= TEXT BLOCK =
——

Many companies are facing slow growth due to a tepid economic recovery, more federal and state regulations, the Affordable Care Act and a lack of confidence in the economy. Faced with these conditions, small- and middle-market companies are developing acquisition programs as a part of their strategy to accelerate financial growth.

Banks want to lend and have money to invest; interest rates are low; and there is a tsunami of companies for sale. It’s a buyer’s market, and companies are charting a path to the next era of opportunity and wealth.

However, growing significantly in a flat environment requires a bold combination of careful planning, savvy thinking and well-executed tactics.

There are six basic steps to develop a robust but risk-adverse acquisition program.

Plan an acquisition program: Careful planning includes determining acquisition goals, selecting the acquisition strategy and rationale, determining acquisition criteria and matching them against available financial resources. A company must compare its acquisition program to natural/organic growth alternatives to determine if buying other companies is the most effective path to corporate growth objectives. Select an outside management-consulting firm with transaction experience to help guide this process.

Search, find and approach acquisition candidate: Searching for a target comes from leads generated inside and outside the company. Internally, leads often come from boards of directors, employees, sales staffs, suppliers, data bases and customers. Externally, they come from accountants, attorneys, investment bankers, management consultants and business intermediaries.

Approaching the acquisition candidate may well set the atmosphere throughout the acquisition process. Developing detailed information about the candidate before the “approach” is made is crucial in developing a narrative that details how the target company fits into the buyer’s plans and future directions. Rarely will you get a second chance to make a first good impression.

——

= STATED EXERCISE 1 =
Answer these questions from the text on acquisition programs:
(a) How many basic steps does it give for developing an acquisition program?
(b) What does it say about interest rates?
(c) What kind of outside firm should a company select to help guide the planning process?
= STATED EXERCISE 2 =
In the text on acquisition programs, rewrite the part from "There are six" up to and including "guide this process.", with "goals" replaced by "targets".
The lines that come next have no connection to the text on acquisition programs.

= DATA BLOCK =

——

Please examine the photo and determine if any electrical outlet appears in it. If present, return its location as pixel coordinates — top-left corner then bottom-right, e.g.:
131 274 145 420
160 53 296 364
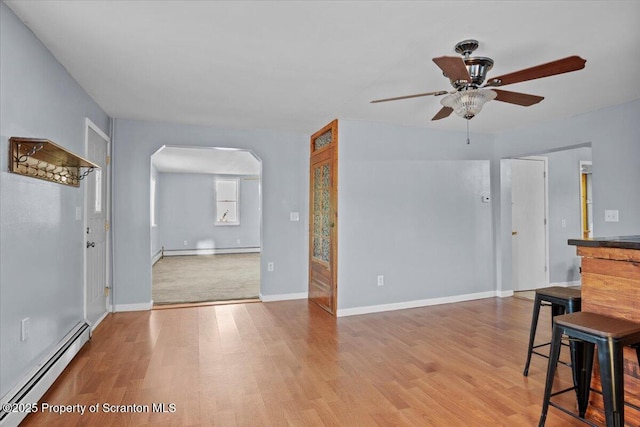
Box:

——

= OUTPUT 1 =
(a) Six.
(b) They are low.
(c) A management-consulting firm with transaction experience.

= OUTPUT 2 =
There are six basic steps to develop a robust but risk-adverse acquisition program.

Plan an acquisition program: Careful planning includes determining acquisition targets, selecting the acquisition strategy and rationale, determining acquisition criteria and matching them against available financial resources. A company must compare its acquisition program to natural/organic growth alternatives to determine if buying other companies is the most effective path to corporate growth objectives. Select an outside management-consulting firm with transaction experience to help guide this process.